▶ _Exercise 1_: Copy the passage of the speech from "Sometimes it can" to "and long-standing effectiveness." word for word.
▶ _Exercise 2_: Decide whether each statement below agrees with the speech: (a) the Baptist cleric had a reputation for being long-winded; (b) the cleric was scheduled to give the opening prayer at the convention; (c) the speaker claims to be an expert in the fields represented that night. Answer yes or no for each and quote the words of the speech that settle it.

▶ _Document segment_:
#####

To the members of St. Paul Community and the East Brooklyn Congregations who are here, you are my letters to the Creator.
Sometimes it can be quite volatile to put a black Baptist preacher on to speak and give him too much leisure. However, it can also be volatile to ignore his presence and long-standing effectiveness.
The story is told of a dilemma that existed on an occasion similar to this. According to tradition, a medical convention was scheduled for a certain city. The arrangements committee was torn as to how to include and where to place a respected and outstanding Baptist cleric. You see, he had a reputation for being long-winded; that is, he was so conscious of eternity that he tended to be oblivious to clocks and calendars. So the committee knew that wherever they placed him, they had better strategically narrow the possibilities of his taking flight and going on and on and on. Someone remembered that the last day's theme for this medical convention was "pills" and they thought there was just no way that he could take this subject "pills" and leverage it for a half-hour discourse. Well, the invitation was extended and accepted, the program was printed, and the time arrived. It was the benediction that this preacher was to pronounce. The moment and the man met, and with that characteristic dignity of senior ministers, he rose and said to all those experts in medicine: "I thank you for inviting me, and I have wondered why you have saved me for the last day, to do the last order of business, the benediction. Now I know! I have been here all day. I have sat through every session. I have heard you speak of pill after pill after pill, and the place of pills in every conceivable aspect of human existence. You've talked about every pill but one and that's the "Gos-pill." So for a little while I want to talk about the "Gos-pill."
I do not lay claim to being an expert in any of the fields that are represented here tonight. Rather, I come tonight because I see myself and the thousands that I represent as integral, key, and inevitable pieces of the mosaic that is the reality and mayoral image of our metropolis in which we live, labor and intend to leave as a legacy.

#####

▶ _Information provided_:
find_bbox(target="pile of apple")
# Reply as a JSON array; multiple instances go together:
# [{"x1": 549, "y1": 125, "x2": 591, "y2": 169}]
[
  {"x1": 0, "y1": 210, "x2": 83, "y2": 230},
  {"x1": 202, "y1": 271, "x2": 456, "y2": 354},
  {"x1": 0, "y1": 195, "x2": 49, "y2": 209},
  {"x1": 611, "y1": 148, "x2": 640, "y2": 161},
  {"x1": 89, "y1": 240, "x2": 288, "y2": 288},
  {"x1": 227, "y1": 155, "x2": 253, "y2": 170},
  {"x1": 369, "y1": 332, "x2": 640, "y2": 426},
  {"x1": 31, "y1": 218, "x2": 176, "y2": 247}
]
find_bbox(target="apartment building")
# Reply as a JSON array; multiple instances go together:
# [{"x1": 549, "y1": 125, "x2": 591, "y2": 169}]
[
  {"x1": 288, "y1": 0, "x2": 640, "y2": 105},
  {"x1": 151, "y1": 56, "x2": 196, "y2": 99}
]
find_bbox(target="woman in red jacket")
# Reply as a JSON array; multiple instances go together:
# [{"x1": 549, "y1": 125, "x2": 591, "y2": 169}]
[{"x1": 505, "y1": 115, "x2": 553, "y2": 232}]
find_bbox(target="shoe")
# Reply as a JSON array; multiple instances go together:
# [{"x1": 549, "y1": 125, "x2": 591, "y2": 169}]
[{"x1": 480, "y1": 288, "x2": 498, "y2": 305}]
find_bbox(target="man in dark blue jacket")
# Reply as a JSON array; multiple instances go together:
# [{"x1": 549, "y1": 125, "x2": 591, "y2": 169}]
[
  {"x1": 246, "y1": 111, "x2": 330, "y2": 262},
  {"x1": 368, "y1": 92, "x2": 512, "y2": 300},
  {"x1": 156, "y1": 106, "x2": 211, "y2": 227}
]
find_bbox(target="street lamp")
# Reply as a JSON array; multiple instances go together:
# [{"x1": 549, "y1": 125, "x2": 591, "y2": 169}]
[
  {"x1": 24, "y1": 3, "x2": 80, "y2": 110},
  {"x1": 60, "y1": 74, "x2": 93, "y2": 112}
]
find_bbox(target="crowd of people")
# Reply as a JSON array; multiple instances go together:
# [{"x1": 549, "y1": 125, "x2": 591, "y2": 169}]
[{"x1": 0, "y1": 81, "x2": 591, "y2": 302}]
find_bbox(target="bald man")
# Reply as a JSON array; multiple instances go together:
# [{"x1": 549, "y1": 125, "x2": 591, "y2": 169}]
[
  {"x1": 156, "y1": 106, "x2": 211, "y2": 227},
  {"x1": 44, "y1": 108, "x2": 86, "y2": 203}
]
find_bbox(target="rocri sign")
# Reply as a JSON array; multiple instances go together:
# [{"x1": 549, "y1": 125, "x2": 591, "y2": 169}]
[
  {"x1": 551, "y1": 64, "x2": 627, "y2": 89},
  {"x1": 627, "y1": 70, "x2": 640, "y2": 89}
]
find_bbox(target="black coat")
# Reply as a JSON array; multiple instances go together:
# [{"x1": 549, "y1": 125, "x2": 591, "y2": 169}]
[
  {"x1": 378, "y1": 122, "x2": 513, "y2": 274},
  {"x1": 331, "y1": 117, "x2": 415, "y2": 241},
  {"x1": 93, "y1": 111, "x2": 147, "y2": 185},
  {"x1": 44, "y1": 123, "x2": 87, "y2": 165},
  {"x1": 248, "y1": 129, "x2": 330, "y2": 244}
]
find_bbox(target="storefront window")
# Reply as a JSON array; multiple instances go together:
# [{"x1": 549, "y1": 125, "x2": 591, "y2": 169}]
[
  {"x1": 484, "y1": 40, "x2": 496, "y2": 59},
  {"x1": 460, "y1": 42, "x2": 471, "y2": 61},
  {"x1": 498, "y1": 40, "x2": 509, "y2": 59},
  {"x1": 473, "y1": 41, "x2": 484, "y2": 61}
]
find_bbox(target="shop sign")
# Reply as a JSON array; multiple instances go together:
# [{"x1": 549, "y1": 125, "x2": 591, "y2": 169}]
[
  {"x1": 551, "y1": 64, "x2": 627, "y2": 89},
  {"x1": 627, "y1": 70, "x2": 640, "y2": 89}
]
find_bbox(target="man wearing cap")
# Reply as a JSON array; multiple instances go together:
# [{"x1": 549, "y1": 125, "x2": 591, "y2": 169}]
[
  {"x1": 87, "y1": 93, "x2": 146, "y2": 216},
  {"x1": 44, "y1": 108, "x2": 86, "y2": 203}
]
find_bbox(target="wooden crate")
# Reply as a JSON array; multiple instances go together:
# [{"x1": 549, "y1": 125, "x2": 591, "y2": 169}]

#####

▶ _Response 1_:
Sometimes it can be quite volatile to put a black Baptist preacher on to speak and give him too much leisure. However, it can also be volatile to ignore his presence and long-standing effectiveness.

▶ _Response 2_:
(a) Yes: "he had a reputation for being long-winded"
(b) No: "It was the benediction that this preacher was to pronounce."
(c) No: "I do not lay claim to being an expert in any of the fields that are represented here tonight."